(TRY IT):
Quote all lines below exactly. Images stay out.

(DATA UNDER STUDY):
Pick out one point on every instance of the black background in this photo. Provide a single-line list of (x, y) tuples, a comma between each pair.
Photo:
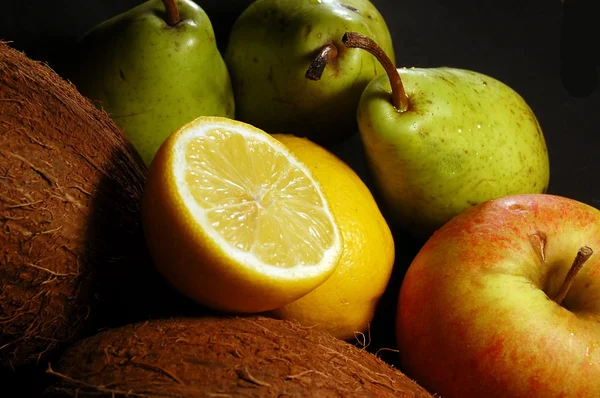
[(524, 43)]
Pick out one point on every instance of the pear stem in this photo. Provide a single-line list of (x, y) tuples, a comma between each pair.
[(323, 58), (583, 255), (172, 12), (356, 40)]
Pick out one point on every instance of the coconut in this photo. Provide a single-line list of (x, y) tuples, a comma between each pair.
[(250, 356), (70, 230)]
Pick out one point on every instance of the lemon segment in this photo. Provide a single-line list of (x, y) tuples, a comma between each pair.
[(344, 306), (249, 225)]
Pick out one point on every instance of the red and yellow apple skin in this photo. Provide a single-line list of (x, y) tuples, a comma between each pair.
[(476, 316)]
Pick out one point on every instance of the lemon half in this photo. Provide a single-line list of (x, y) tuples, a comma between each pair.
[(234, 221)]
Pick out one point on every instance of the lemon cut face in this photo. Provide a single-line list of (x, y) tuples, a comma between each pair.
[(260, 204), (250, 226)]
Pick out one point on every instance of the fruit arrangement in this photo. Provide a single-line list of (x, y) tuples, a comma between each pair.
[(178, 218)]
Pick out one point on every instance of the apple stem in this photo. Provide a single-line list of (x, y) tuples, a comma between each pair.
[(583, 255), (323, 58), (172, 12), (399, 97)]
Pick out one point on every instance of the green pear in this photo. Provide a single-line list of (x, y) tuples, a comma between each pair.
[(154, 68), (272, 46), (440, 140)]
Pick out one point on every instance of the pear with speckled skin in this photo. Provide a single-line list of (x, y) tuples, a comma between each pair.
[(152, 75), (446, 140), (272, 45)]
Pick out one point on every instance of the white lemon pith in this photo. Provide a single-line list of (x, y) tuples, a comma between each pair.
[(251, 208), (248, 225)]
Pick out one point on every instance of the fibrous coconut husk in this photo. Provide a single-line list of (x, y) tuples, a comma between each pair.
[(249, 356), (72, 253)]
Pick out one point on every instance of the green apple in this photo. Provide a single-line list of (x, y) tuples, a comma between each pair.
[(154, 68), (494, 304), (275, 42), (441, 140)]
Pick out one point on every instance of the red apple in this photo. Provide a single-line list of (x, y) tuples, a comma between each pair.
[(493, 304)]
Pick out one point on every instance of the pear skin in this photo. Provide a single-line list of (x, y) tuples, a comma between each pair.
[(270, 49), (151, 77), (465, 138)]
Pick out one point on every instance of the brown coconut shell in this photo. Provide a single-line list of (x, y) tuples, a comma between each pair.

(REPLY):
Pick out one point on every instance of the black background in this photo. Provide a single-line list of (x, y) tuples, a comma between each pair.
Photo:
[(524, 43)]
Pick out one point on every instance of the pear stem in this photo. Provide a single-line list of (x, y) tuples, a comma between each pair.
[(323, 58), (583, 255), (172, 12), (356, 40)]
Pick out one point on every instance of the coconut in this photo. Provide a single-line list of (x, y) tuples, a comma between each pair.
[(250, 356), (70, 230)]
Pick out one point on every instance of the lemon segment in this photo. Provide a single-line list of (x, y) tuples, a comma between each pair.
[(344, 306), (249, 225)]
Pick out one point on every instance of the red and yellow apple skin in this photo. Provide a single-line list of (x, y) tuples, a comma between each pair.
[(476, 316)]
Pick out one point on every instance of the lemon half in this photo. Provide a single-line list of (x, y) tuples, a comma between each pair.
[(234, 221)]
Pick out one point on every instance of the lemon cut face in this photo. Provide a single-line list of (x, y) tuples, a comma between each pair.
[(260, 204), (250, 226)]
Pick out one point on every instance of the fruit arrangement in this photo. Provide a single-line list of (x, y) tuples, a comma between each pair.
[(178, 218)]
Pick out one point on every instance of the apple stem in this photo. Provide a single-line list of (x, y) tuples, a comma between each pair.
[(583, 255), (323, 58), (172, 12), (399, 97)]
Pick out one point on every instance of the green pear in this photo. Provide a single-line list of (x, y) tuples, a comma between each pair.
[(154, 68), (272, 46), (440, 140)]
Pick out one point on every instance of the pear with speckled skin in this photo. Provide a single-line list of (x, y) tuples, a comma between each pair.
[(152, 75), (446, 140), (272, 45)]
Pick out one point on every instance of the white lemon pith in this photo. Provide a single-line list of (x, y) tuples, a comma between each pair.
[(251, 208), (248, 225)]
Pick out one point on every instance of the fibrous coconut husk in this photo. Provide a single-line list of (x, y) tuples, a comma between each pair.
[(249, 356), (72, 253)]
Pick out one point on every instance of the green apple in this photo. Provide a single-line list of (x, y) tuples, a comma between each pair.
[(154, 68), (494, 304), (275, 42), (441, 140)]
Pick out one point on every instance of the red apple in this photo. Provide a single-line list of (x, y) tuples, a comma between each pair.
[(493, 304)]
Pick out one point on every instance of the pear skin in this photo. Provide a single-line list of (x, y) tuples, a comma between each pair.
[(270, 49), (151, 77), (465, 138)]
Pick out one point on every instance of the brown coconut shell in this photo. Provide a single-line list of (x, y) tuples, a comma between each pair.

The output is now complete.